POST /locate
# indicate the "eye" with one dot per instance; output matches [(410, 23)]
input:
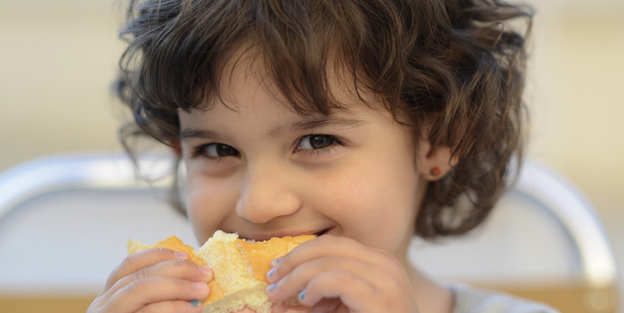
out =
[(217, 150), (316, 142)]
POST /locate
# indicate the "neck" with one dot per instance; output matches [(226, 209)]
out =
[(430, 296)]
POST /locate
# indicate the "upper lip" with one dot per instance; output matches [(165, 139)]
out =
[(267, 236)]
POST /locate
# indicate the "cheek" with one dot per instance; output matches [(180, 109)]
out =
[(376, 206), (208, 204)]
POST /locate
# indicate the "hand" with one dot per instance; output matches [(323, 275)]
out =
[(337, 274), (154, 281)]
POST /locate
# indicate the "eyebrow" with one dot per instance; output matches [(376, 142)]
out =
[(299, 126)]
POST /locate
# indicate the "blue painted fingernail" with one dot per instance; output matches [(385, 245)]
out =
[(271, 272)]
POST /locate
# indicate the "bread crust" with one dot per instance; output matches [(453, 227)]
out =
[(239, 266)]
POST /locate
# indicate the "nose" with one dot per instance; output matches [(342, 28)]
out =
[(267, 192)]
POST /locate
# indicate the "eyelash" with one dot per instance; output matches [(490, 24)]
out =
[(199, 151)]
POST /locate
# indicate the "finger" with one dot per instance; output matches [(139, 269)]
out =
[(177, 306), (326, 305), (181, 269), (323, 246), (142, 259), (150, 290), (359, 297), (295, 281)]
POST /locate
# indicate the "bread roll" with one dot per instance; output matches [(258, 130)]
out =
[(240, 268)]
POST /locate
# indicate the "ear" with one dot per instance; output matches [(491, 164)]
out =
[(434, 162), (177, 148)]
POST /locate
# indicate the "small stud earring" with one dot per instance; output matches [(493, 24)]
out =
[(435, 171)]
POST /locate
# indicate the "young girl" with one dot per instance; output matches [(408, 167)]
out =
[(362, 121)]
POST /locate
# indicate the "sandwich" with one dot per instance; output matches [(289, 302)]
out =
[(239, 266)]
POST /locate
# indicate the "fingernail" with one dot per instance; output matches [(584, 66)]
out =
[(275, 262), (271, 273), (271, 287), (206, 271)]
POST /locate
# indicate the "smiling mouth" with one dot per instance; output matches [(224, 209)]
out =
[(322, 232), (317, 234)]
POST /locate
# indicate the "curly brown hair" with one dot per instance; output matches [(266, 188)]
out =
[(456, 61)]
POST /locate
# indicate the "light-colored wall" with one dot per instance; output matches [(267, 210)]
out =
[(58, 59)]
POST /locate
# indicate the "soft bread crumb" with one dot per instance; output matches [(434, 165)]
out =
[(240, 268)]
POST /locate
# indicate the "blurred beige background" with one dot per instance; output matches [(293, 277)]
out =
[(59, 57)]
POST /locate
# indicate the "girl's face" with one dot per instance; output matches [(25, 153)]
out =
[(259, 169)]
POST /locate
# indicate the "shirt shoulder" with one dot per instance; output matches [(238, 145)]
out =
[(472, 300)]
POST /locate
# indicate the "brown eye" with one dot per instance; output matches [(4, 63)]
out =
[(219, 150), (316, 142)]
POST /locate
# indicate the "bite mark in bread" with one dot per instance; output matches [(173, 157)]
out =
[(240, 268)]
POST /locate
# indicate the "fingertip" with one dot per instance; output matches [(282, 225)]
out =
[(206, 272), (181, 255)]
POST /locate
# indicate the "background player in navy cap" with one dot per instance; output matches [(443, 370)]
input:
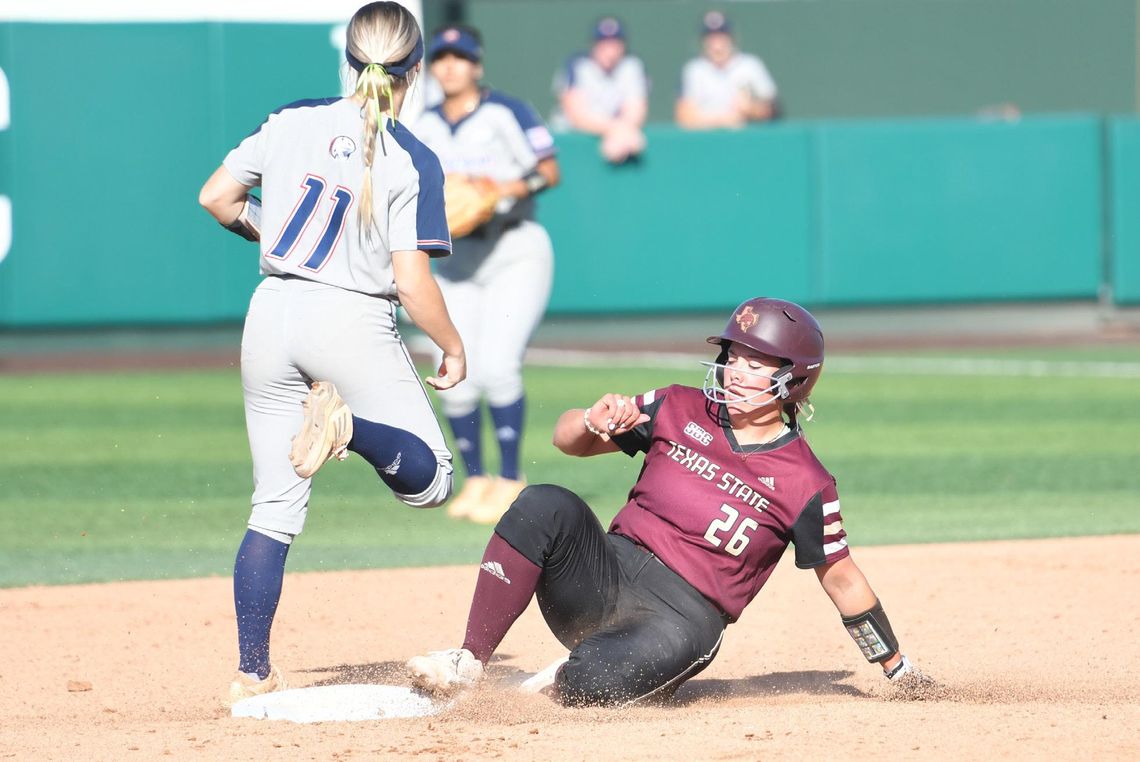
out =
[(727, 483), (605, 94), (352, 210), (498, 282), (723, 88)]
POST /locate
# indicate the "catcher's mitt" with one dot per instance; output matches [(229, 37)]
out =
[(470, 202)]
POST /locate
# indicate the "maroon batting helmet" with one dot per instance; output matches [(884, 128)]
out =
[(780, 329)]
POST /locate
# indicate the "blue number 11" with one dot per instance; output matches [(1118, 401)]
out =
[(302, 215)]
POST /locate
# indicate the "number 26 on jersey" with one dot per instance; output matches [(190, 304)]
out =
[(312, 189), (738, 540)]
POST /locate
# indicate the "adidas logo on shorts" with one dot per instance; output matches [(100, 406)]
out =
[(495, 569)]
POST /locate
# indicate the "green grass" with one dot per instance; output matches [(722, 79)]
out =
[(147, 475)]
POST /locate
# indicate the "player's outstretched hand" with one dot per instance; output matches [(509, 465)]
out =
[(618, 412), (452, 371), (910, 685)]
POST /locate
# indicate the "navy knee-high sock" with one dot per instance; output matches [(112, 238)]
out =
[(402, 460), (258, 573), (509, 432), (469, 439)]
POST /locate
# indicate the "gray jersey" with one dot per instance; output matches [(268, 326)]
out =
[(503, 138), (307, 159), (714, 88), (603, 92)]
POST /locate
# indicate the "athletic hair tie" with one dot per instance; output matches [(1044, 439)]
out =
[(395, 69)]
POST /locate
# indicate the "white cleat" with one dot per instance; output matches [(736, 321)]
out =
[(442, 673), (543, 682), (325, 432)]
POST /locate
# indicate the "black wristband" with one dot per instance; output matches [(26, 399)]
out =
[(247, 224), (536, 181)]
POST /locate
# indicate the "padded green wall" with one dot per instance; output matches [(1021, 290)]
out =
[(1125, 210), (107, 150), (835, 213), (103, 163), (960, 210), (838, 58), (702, 218)]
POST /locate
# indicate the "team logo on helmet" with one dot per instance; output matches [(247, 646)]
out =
[(609, 26), (342, 147), (747, 318)]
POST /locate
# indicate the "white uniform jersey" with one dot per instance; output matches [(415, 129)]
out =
[(604, 92), (714, 88), (502, 138), (308, 159)]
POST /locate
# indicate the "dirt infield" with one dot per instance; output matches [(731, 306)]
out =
[(1034, 642)]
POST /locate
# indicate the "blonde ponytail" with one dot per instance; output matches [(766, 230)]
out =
[(380, 33), (374, 87)]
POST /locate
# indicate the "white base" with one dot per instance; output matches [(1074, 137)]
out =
[(336, 704)]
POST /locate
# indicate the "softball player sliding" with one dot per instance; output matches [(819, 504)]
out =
[(498, 282), (727, 483), (352, 210)]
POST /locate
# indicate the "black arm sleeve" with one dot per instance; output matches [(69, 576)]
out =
[(807, 534)]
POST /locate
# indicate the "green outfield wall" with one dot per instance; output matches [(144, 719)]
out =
[(840, 58), (107, 147), (1124, 275)]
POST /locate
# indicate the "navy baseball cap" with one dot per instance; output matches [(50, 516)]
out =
[(715, 23), (458, 40), (609, 29)]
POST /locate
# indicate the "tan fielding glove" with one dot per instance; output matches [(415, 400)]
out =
[(470, 202)]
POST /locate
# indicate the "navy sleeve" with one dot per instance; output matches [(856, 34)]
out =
[(531, 124), (432, 234)]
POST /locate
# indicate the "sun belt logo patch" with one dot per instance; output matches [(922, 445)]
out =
[(342, 146), (698, 434), (747, 318)]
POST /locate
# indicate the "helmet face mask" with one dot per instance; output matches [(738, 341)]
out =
[(778, 329), (716, 391)]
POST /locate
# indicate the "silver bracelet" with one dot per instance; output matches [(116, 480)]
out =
[(589, 427)]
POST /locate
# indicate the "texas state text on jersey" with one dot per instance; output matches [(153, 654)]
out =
[(718, 513)]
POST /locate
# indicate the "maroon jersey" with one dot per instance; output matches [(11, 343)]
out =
[(719, 513)]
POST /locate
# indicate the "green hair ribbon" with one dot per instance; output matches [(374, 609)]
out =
[(367, 80)]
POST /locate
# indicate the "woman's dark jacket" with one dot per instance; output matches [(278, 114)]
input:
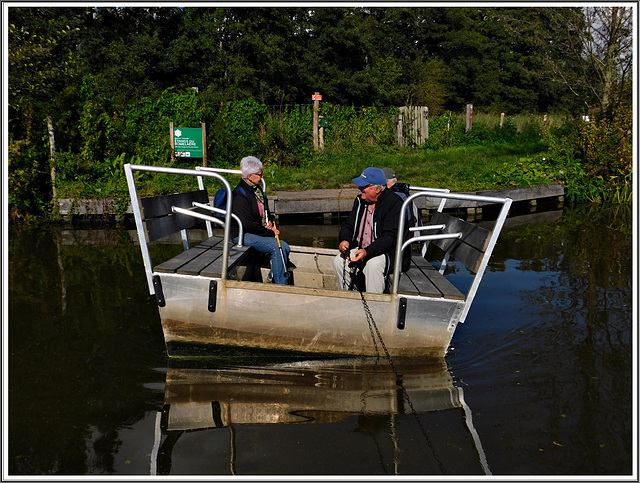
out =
[(245, 206), (385, 226)]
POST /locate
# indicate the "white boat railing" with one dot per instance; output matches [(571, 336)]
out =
[(137, 212), (446, 195), (223, 171)]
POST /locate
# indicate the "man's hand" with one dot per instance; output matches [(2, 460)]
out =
[(358, 255)]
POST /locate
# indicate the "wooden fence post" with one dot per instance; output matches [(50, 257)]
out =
[(204, 142), (172, 142), (426, 122), (316, 113), (52, 154), (398, 124)]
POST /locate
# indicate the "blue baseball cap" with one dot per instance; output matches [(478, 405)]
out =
[(371, 176)]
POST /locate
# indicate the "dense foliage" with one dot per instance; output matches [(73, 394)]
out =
[(112, 78)]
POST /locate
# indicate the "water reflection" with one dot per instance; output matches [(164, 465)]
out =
[(544, 358), (412, 413)]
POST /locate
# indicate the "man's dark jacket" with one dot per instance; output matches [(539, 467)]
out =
[(245, 207), (385, 227)]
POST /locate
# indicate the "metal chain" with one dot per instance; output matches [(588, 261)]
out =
[(372, 323)]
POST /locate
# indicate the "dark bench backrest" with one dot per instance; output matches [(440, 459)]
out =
[(158, 219), (469, 249)]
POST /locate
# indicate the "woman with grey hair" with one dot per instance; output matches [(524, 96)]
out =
[(251, 205)]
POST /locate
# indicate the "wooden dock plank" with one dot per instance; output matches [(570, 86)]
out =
[(173, 264), (423, 271)]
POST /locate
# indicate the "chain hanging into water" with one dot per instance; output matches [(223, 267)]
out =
[(373, 325), (352, 274)]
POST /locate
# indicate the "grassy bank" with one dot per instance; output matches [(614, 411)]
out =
[(469, 168)]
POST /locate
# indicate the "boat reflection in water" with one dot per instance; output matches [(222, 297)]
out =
[(367, 417)]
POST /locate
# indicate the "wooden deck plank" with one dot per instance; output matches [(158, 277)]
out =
[(201, 262), (214, 269), (173, 264), (445, 288)]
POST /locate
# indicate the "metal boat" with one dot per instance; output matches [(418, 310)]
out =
[(213, 294)]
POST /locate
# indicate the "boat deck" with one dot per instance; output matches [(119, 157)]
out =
[(205, 259)]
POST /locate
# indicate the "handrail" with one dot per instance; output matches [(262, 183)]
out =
[(442, 236), (227, 171), (137, 212), (506, 204), (220, 222), (201, 216)]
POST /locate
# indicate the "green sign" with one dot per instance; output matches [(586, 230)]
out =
[(188, 142)]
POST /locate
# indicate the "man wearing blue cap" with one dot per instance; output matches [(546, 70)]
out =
[(368, 237)]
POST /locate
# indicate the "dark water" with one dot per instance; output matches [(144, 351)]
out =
[(539, 380)]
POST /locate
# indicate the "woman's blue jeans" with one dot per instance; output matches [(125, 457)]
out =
[(269, 245)]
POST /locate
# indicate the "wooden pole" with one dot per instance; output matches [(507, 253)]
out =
[(204, 144), (469, 117), (316, 114), (398, 123), (426, 122), (172, 142), (52, 154)]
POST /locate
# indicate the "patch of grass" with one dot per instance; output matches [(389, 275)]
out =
[(469, 168), (466, 168)]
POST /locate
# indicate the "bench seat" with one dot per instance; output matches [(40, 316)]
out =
[(203, 259), (425, 280)]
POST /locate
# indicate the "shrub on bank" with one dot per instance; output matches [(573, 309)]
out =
[(591, 159)]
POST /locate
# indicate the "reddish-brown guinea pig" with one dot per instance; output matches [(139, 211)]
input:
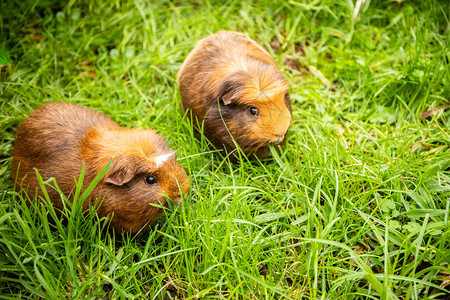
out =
[(58, 137), (228, 79)]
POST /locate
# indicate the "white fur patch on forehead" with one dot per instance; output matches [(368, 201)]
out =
[(159, 160)]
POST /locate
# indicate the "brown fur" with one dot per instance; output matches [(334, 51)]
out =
[(58, 137), (223, 77)]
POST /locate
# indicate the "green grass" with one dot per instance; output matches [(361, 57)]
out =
[(352, 208)]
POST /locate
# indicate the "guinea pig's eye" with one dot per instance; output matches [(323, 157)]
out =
[(254, 111), (150, 179)]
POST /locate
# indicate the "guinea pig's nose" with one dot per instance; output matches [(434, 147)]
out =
[(277, 139)]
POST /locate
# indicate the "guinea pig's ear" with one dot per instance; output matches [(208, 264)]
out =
[(118, 175), (231, 88)]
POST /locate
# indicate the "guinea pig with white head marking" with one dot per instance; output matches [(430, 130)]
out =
[(58, 137), (231, 85)]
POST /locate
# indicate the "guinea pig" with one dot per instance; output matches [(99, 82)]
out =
[(229, 85), (59, 137)]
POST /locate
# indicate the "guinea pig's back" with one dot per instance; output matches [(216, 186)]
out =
[(56, 128), (49, 141)]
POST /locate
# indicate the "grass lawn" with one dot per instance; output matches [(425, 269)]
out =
[(356, 206)]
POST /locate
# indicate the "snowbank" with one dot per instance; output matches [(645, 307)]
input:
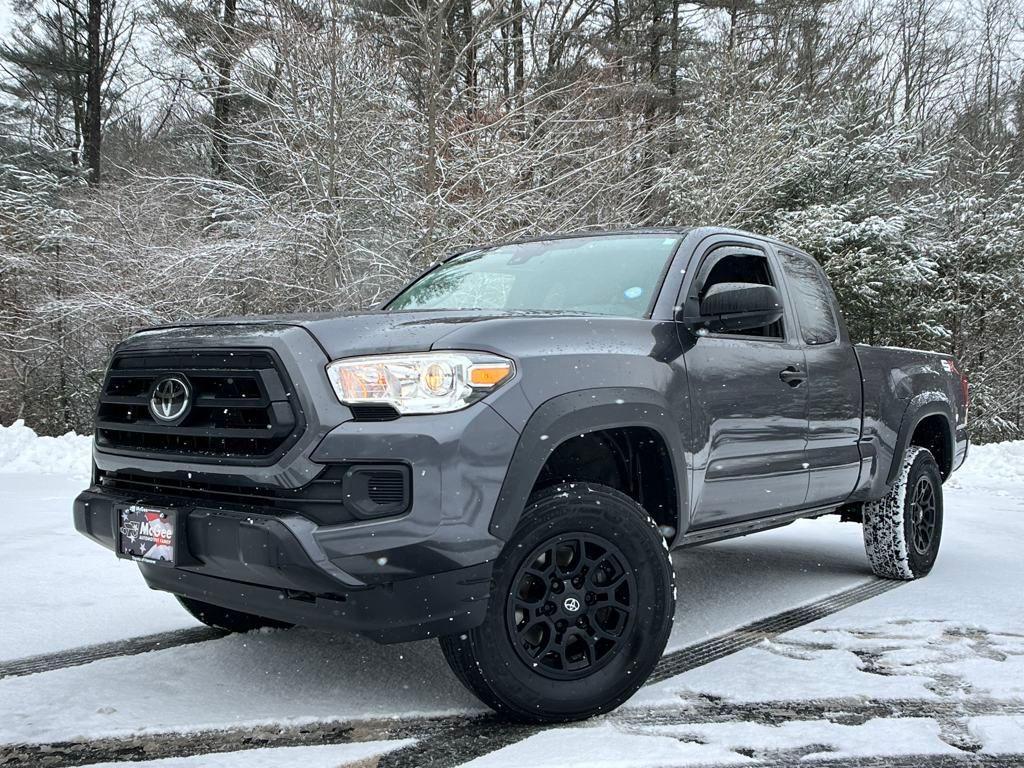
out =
[(23, 451), (991, 464)]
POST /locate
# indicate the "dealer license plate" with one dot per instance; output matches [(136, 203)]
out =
[(146, 534)]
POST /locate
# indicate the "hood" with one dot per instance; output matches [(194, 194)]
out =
[(352, 334)]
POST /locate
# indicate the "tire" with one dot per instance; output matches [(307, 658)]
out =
[(225, 619), (583, 602), (903, 528)]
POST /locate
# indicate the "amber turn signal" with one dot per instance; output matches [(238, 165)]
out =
[(488, 374)]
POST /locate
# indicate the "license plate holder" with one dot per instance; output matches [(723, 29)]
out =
[(147, 534)]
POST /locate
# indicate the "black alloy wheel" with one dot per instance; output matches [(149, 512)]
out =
[(573, 600)]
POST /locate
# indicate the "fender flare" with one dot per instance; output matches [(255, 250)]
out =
[(578, 413), (920, 408)]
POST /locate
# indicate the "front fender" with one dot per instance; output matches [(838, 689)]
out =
[(574, 414)]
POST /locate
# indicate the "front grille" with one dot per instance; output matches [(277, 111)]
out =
[(242, 407)]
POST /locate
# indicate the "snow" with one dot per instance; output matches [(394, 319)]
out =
[(59, 590), (951, 642), (22, 451), (603, 747), (324, 756)]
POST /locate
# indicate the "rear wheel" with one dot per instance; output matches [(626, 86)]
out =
[(581, 613), (225, 619), (902, 530)]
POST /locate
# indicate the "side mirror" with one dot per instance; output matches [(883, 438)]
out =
[(737, 306)]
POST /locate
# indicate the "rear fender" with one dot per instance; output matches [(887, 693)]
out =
[(920, 408)]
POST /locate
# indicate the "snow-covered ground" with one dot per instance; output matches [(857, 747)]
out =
[(931, 668)]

WORK REQUIRED:
Reproduce verbatim the lines from the start of the records through the line containing "[(376, 206), (208, 204)]", including both ends, and leave out the pictures.

REPLY:
POST /locate
# indicate the "eye" with one dot per instance; output matches [(410, 23)]
input:
out =
[(217, 150), (316, 142)]
POST /locate
# indicate the "neck" with one dot per instance; output matches [(226, 209)]
out =
[(430, 296)]
POST /locate
# indicate the "upper lip" with one dot per instance; output matches [(165, 139)]
out =
[(267, 236)]
POST /locate
# indicate the "cheek" with one dot per instance; output matches [(180, 109)]
out =
[(376, 206), (208, 204)]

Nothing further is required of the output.